| Brief |
Look below for the lines from the one with "frame and place a point on every instance?" to the one with "Thank you for the photo. Could you please identify the word", and copy exactly those lines, both ends included.

| Extracted information |
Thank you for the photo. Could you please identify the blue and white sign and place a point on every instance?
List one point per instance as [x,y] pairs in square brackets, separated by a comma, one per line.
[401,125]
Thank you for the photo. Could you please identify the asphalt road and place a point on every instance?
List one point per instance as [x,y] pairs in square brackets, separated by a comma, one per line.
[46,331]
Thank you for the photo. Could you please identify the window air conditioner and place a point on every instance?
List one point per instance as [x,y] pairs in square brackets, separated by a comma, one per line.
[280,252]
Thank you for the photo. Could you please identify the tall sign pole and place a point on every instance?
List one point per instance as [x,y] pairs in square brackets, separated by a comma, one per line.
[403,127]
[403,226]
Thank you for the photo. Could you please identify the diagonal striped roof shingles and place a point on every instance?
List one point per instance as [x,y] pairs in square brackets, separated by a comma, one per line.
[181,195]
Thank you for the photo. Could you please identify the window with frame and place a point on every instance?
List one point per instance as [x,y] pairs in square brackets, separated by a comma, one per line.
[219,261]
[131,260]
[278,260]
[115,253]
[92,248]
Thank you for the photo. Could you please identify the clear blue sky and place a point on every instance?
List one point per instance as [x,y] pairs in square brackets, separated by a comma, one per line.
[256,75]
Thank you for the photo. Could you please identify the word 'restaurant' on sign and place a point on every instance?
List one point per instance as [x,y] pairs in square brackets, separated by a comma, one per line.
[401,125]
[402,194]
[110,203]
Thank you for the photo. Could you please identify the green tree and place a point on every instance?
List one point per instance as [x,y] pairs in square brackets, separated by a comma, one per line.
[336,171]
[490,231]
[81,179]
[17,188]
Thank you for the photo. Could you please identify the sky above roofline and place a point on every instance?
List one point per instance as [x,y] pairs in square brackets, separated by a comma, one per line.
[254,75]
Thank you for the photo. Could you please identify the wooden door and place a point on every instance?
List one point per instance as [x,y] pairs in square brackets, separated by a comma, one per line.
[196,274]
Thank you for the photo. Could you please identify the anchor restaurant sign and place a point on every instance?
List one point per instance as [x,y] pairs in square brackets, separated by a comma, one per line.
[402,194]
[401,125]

| Answer area |
Thank you for the photo. Could you please identify the window with frame and place a point on every instance?
List one point per instance as [x,y] pairs in square brackets, separated by a comma, one per line.
[219,261]
[131,260]
[278,260]
[115,253]
[92,248]
Thank you for the photo. Could you please identify the clear blue sky and place a point on every instance?
List one point per instance as [x,y] pairs in square brackets, separated by a comma, one per line.
[256,75]
Thank you for the photo. Could you please identify the word 'restaurant' on sign and place a point on every instance?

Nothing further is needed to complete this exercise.